Michaela Barlow v The Law Society of the Australian Capital Territory [No 2]

Case

[2013] ACTSC 82

15 May 2013


MICHAELA BARLOW V THE LAW SOCIETY OF THE AUSTRALIAN CAPITAL TERRITORY [NO 2]
[2013] ACTSC 82 (15 May 2013)

JURISDICTION, PRACTICE AND PROCEDURE – COSTS – invitation to parties to file submissions as to costs – proper approach to the award of costs in the ACT
JURISDICTION, PRACTICE AND PROCEDURE – COSTS – invitation to parties to file submissions as to costs – no reason to depart from established approach – foreshadowed orders made – no issue of principle

Court Procedures Rules 2006 (ACT), r 1721
Land and Environment Court Rules 1996 (NSW), r 4(2)
Legal Profession Regulation 2007 (ACT)

A Goninan & Co Ltd v Gill (2001) 51 NSWLR 441
Attorney-General (SA) v Corporation of the City of Adelaide (2013) 87 ALJR 289
Attrill v Richmond River Shire Council (1996) 38 NSWLR 545
Barlow v Law Society of the Australian Capital Territory [2013] ACTSC 68

Ezekiel-Hart v The Law Society of the Australian Capital Territory [2012] ACTSC 135

Halsey v Milton Keynes NHS Trust [2004] 4 All ER 920

Hunter Development Brokerage Pty Ltd v Cessnock City Council (No 2) (2006) 68 NSWLR 177

Knight v Clifton [1971] Ch 700
Oshlack v Richmond River Council (1998) 193 CLR 72

Ritter v Godfrey [1920] 2 KB 47
Vriend v Alberta (1996) 141 DLR (4th) 44

No. SCA 76 of 2010

Judge:             Refshauge, Burns and Marshall JJ
Supreme Court of the ACT

Date:              15 May 2013

IN THE SUPREME COURT OF THE     )
  )          No. SCA 76 of 2010
AUSTRALIAN CAPITAL TERRITORY           )

» What to produce:
Copy out the judgment, covering everything from "Judge:             Refshauge, Burns and" down to "AUSTRALIAN CAPITAL TERRITORY           )", and substitute "Bench" for "Judge".

» Data provided:

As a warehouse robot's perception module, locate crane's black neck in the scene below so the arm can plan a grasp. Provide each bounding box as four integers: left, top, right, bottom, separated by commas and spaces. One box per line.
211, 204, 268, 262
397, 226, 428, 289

» Complete response:
Bench:             Refshauge, Burns and Marshall JJ
Supreme Court of the ACT

Date:              15 May 2013

IN THE SUPREME COURT OF THE     )
  )          No. SCA 76 of 2010
AUSTRALIAN CAPITAL TERRITORY           )